**What is needed**: Exactly repeat the material, dropping only the pictures.

Coordinate annotation entries:

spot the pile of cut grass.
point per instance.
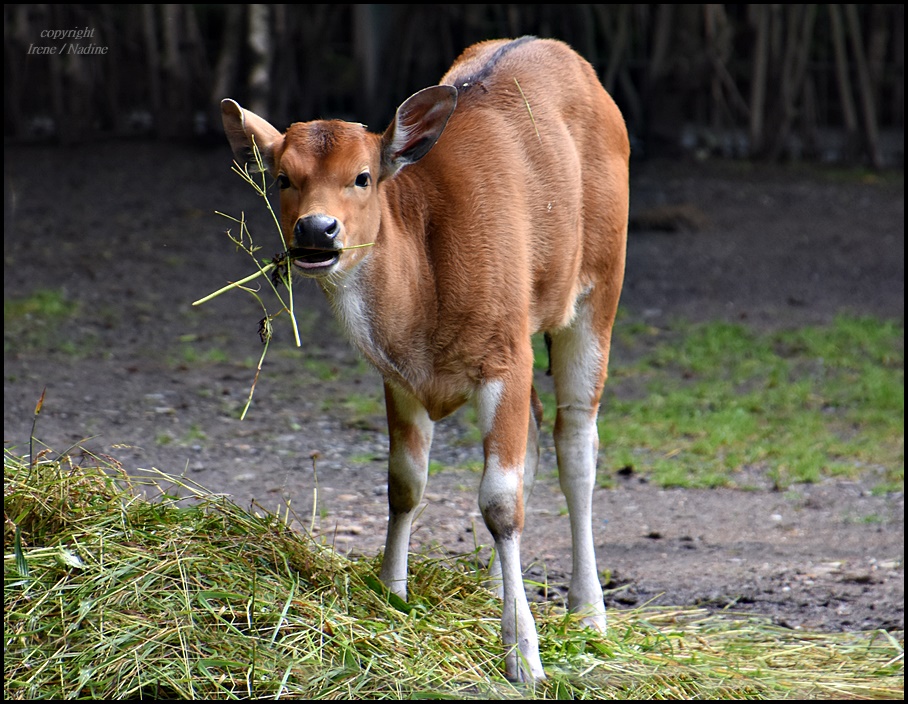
(109, 595)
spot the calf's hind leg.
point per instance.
(579, 362)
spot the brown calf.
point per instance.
(496, 203)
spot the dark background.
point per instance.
(771, 82)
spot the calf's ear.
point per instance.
(416, 127)
(243, 129)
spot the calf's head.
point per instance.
(332, 174)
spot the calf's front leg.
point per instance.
(410, 431)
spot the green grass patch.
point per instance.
(109, 595)
(34, 322)
(717, 404)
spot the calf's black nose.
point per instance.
(315, 232)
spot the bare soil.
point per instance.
(127, 230)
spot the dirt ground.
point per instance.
(127, 230)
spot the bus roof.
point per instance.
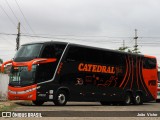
(85, 46)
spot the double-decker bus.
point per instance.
(61, 72)
(158, 88)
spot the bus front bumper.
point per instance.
(22, 93)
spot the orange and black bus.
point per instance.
(158, 88)
(61, 72)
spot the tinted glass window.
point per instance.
(149, 63)
(114, 58)
(53, 51)
(84, 54)
(28, 51)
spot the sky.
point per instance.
(100, 23)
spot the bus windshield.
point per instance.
(20, 76)
(28, 52)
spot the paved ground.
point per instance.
(89, 110)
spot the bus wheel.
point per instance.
(38, 102)
(127, 99)
(138, 99)
(61, 98)
(105, 103)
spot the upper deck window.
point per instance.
(149, 63)
(28, 51)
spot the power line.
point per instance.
(24, 17)
(15, 15)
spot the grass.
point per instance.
(8, 107)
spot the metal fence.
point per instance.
(4, 80)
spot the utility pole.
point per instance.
(18, 37)
(136, 45)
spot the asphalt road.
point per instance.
(90, 110)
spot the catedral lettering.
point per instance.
(96, 68)
(59, 72)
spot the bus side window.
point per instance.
(74, 54)
(48, 52)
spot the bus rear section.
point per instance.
(33, 64)
(61, 72)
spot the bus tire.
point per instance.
(61, 98)
(127, 99)
(138, 100)
(38, 102)
(105, 103)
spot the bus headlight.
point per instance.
(21, 92)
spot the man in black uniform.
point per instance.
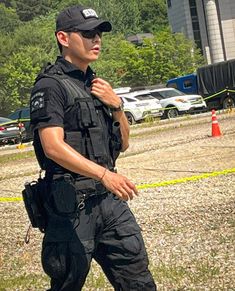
(79, 130)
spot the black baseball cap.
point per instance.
(80, 18)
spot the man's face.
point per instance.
(83, 48)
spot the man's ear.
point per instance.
(62, 38)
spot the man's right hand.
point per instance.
(119, 185)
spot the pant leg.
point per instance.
(121, 251)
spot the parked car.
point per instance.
(23, 115)
(177, 102)
(140, 105)
(11, 131)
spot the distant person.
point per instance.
(79, 130)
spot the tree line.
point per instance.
(28, 43)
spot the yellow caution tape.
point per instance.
(154, 185)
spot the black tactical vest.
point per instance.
(89, 127)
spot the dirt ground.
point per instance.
(189, 228)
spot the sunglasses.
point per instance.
(90, 34)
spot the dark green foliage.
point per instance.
(28, 42)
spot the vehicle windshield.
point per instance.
(171, 93)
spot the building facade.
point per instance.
(210, 23)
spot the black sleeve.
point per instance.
(47, 104)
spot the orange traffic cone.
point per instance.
(215, 125)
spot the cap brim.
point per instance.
(104, 26)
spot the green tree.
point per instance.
(164, 56)
(29, 9)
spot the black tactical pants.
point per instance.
(107, 231)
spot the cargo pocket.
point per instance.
(54, 259)
(76, 141)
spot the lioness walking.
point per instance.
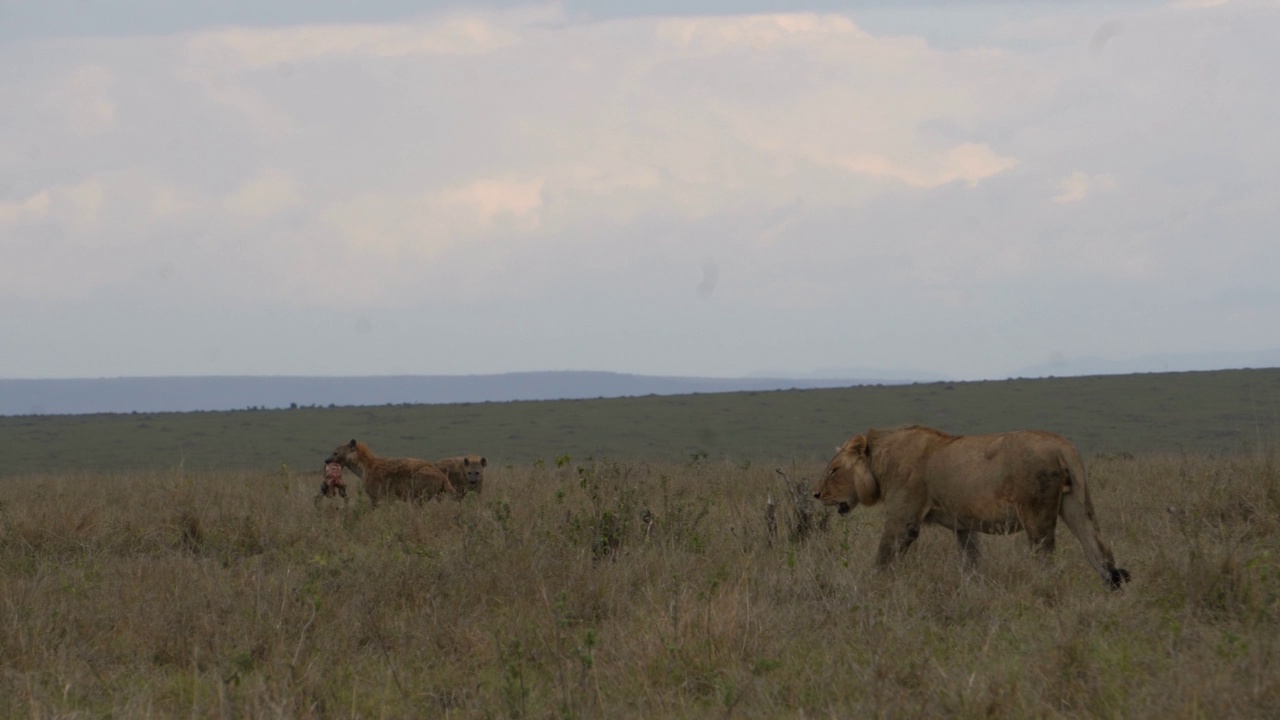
(999, 483)
(406, 478)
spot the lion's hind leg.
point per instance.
(894, 541)
(969, 550)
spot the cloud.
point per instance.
(727, 177)
(1079, 186)
(85, 99)
(35, 206)
(968, 162)
(270, 192)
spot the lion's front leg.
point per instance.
(896, 538)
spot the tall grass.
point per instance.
(625, 589)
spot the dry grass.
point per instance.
(600, 589)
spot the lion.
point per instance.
(466, 473)
(406, 478)
(995, 483)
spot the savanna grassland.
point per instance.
(626, 589)
(620, 564)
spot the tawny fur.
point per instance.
(406, 478)
(466, 473)
(997, 483)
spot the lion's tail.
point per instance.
(1077, 510)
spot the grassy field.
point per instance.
(620, 564)
(625, 589)
(1221, 411)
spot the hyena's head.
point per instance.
(474, 468)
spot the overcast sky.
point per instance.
(693, 188)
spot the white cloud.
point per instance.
(35, 206)
(968, 162)
(85, 98)
(1080, 186)
(462, 35)
(270, 192)
(525, 168)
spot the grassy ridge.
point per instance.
(1217, 411)
(625, 589)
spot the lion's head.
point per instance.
(343, 455)
(849, 479)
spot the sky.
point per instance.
(675, 188)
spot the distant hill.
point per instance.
(1166, 363)
(195, 393)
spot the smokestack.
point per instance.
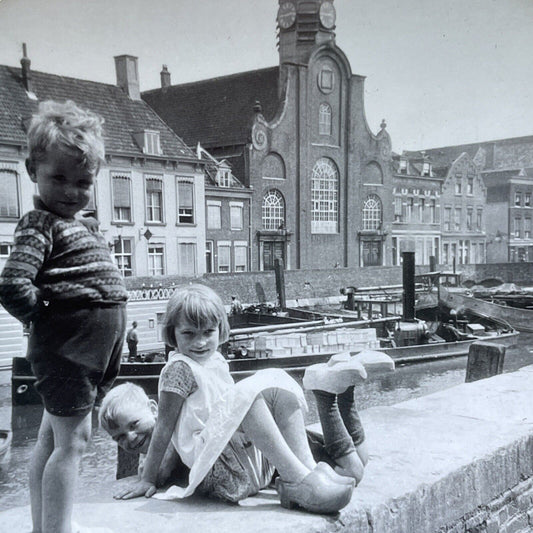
(408, 286)
(128, 75)
(26, 72)
(165, 77)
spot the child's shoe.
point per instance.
(335, 476)
(335, 376)
(316, 493)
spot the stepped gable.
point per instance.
(217, 111)
(123, 116)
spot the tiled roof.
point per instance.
(123, 116)
(218, 111)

**The reply**:
spot the pile of cut grass.
point per instance.
(109, 595)
spot the calf's hind leg.
point per instance.
(579, 362)
spot the brown calf.
point per instance.
(496, 203)
spot the dark background.
point per instance.
(771, 82)
spot the calf's ear.
point per instance.
(416, 127)
(243, 129)
spot the calf's head.
point per instance.
(332, 174)
spot the calf's front leg.
point per instance.
(410, 431)
spot the green grass patch.
point per instance.
(109, 595)
(34, 322)
(717, 404)
spot the calf's black nose.
point per instance.
(315, 232)
spot the bare soil.
point per instance.
(127, 230)
spot the dirt ground.
point per instance.
(127, 230)
spot the bus roof.
point per instance.
(85, 46)
spot the double-decker bus.
point per instance.
(61, 72)
(158, 88)
spot the bus front bumper.
point per instance.
(22, 93)
spot the orange and black bus.
point per instance.
(158, 88)
(61, 72)
spot the tinted glass window.
point per instance.
(149, 63)
(114, 58)
(53, 51)
(84, 54)
(28, 51)
spot the sky.
point per instance.
(100, 23)
spot the bus windshield.
point per instance.
(20, 76)
(28, 52)
spot the paved ground.
point per instance.
(89, 110)
spot the bus wheel.
point per instance.
(38, 102)
(127, 99)
(138, 99)
(61, 98)
(105, 103)
spot the upper deck window.
point per instance.
(149, 63)
(28, 51)
spot the power line.
point per instance.
(24, 17)
(15, 15)
spot the grass.
point per instance.
(8, 107)
spot the metal fence.
point per instance.
(4, 80)
spot the utility pole.
point per instance.
(18, 37)
(136, 45)
spot the asphalt road.
point per instance.
(90, 110)
spot the catedral lettering.
point per instance.
(96, 68)
(59, 72)
spot the bus side window.
point per instance.
(74, 54)
(48, 52)
spot the bus rear section.
point per instance.
(33, 64)
(61, 72)
spot the bus tire.
point per instance.
(61, 98)
(127, 99)
(138, 100)
(38, 102)
(105, 103)
spot the bus headlight.
point per instance.
(21, 92)
spot the man in black uniform.
point per instance.
(79, 130)
spot the black baseball cap.
point per instance.
(80, 18)
spot the man's face.
point per instance.
(83, 48)
spot the man's ear.
point per instance.
(62, 38)
spot the man's right hand.
point per instance.
(119, 185)
spot the pant leg.
point per instance.
(121, 251)
spot the parked car.
point per instance.
(23, 115)
(177, 102)
(140, 105)
(11, 131)
spot the distant person.
point per instance.
(79, 130)
spot the tree line.
point per instance.
(28, 43)
spot the yellow caution tape.
point per instance.
(154, 185)
spot the black tactical vest.
point per instance.
(89, 127)
spot the dirt ground.
point per instance.
(189, 228)
spot the sunglasses.
point per instance.
(90, 34)
spot the dark green foliage.
point per instance.
(28, 42)
spot the vehicle windshield.
point per instance.
(171, 93)
spot the building facade.
point per instance.
(210, 23)
spot the black sleeve.
point per instance.
(47, 104)
spot the orange traffic cone.
point per instance.
(215, 125)
spot the cap brim.
point per instance.
(104, 26)
spot the green tree.
point per instance.
(164, 56)
(29, 9)
spot the black tactical pants.
point per instance.
(107, 231)
spot the cargo pocket.
point per instance.
(54, 259)
(76, 141)
spot the lioness walking.
point per instance.
(999, 483)
(406, 478)
spot the lion's hind leg.
point per instance.
(894, 541)
(969, 550)
spot the cloud.
point per instance.
(727, 177)
(1079, 186)
(85, 99)
(35, 206)
(968, 162)
(270, 192)
spot the lion's front leg.
point per instance.
(896, 538)
spot the tall grass.
point per instance.
(625, 589)
spot the dry grass.
point per instance.
(600, 589)
spot the lion.
point per instance.
(466, 473)
(406, 478)
(995, 483)
spot the savanna grassland.
point per instance.
(626, 589)
(620, 564)
spot the tawny fur.
point per instance.
(406, 478)
(466, 473)
(997, 483)
spot the lion's tail.
point per instance.
(1077, 510)
spot the grassy field.
point per instance.
(620, 564)
(625, 589)
(1221, 411)
spot the hyena's head.
point per instance.
(474, 468)
spot the overcast sky.
point per instance.
(693, 188)
spot the white cloud.
point per instance.
(35, 206)
(968, 162)
(85, 98)
(1080, 186)
(462, 35)
(270, 192)
(525, 168)
spot the grassy ridge.
point per instance.
(1217, 411)
(625, 589)
spot the lion's head.
point per instance.
(343, 455)
(849, 479)
spot the sky.
point per instance.
(675, 188)
spot the distant hill.
point per instance.
(1166, 363)
(195, 393)
spot the smokestack.
point per instance.
(408, 286)
(128, 75)
(26, 72)
(165, 77)
spot the child's shoe.
point per instance.
(335, 476)
(335, 376)
(316, 493)
spot the stepped gable.
point per instance.
(217, 111)
(123, 116)
spot the tiled roof.
point per instance.
(123, 116)
(218, 111)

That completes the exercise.